━━━━━ Text passage ━━━━━

I reckon you need tacit knowledge. Experience. Luckily in the order
of 100 hours not 10000.
Build a GPT using Python and Pytorch. For a good course: Andrej Karpathy is your keyword. At $1000 his course is great value. But actually it is free which is even better ;-)
It wont take you to flash attention but will ramp you to the point you could probably read papers about it. I almost got that far then life lifed me. But I was able to implement changes to the architecture of GPT and do some “hey mum I am doing SOTA (2021) machine learning”.
That sounds at least somewhat helpful. Honestly, a gradient for some of this stuff would be nice. Explain to me like I'm: "five", "a high schooler", "a college grad (not CS/ML/Eng)", "a CS/Eng not ML".
Although in a couple years, kids in restaurants will probably telling me how they're leveling up attention on their neuro-pet. The singularity is steep.
Zero shot is wrong, but that definition is commonly used.

━━━━━ Data ━━━━━

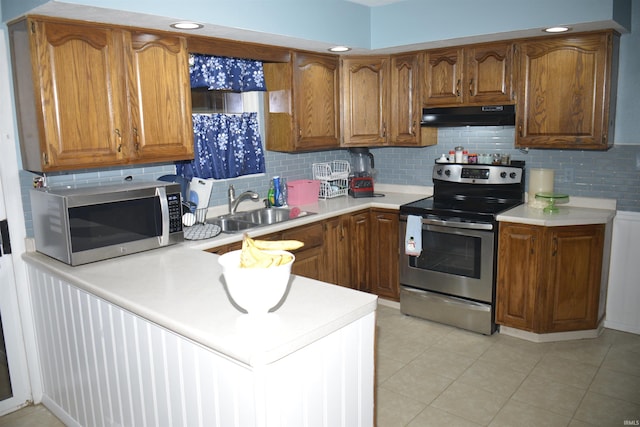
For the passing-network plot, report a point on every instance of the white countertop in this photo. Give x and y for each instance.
(394, 196)
(579, 211)
(179, 288)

━━━━━

§ **Brief**
Continue the forum thread about learning how GPT models work, starting after its last sentence. The lines above have nothing to do with the forum thread about learning how GPT models work.

§ **Result of the task**
Zero shot is testing out if distribution, not just "a task" not trained on. The later is ill defined.
The original definition comes from a few papers. But the classic example is a clarifier recognizing zebras but having never been trained in zebras (but may have been trained on horses). There's are out of distribution. But importantly, out of the implicit distribution, not the target distribution.
The common improper usage usually confuses these two. A simple example might me training in 256x256 images and testing on 1024x1024. That's still in the implicit distribution (as long as the classes are identical). A very common example is training on a large dataset like LAION and then testing on coco or image net 1k. This is not zero shot because the classes in ImageNet are in LAION (and in Coco). Basically, this is a useless definition because then any validation or test set is zero shot because those were never seen in the training data and thus out of the training distribution. But remember that data sets are proxies for larger distributions.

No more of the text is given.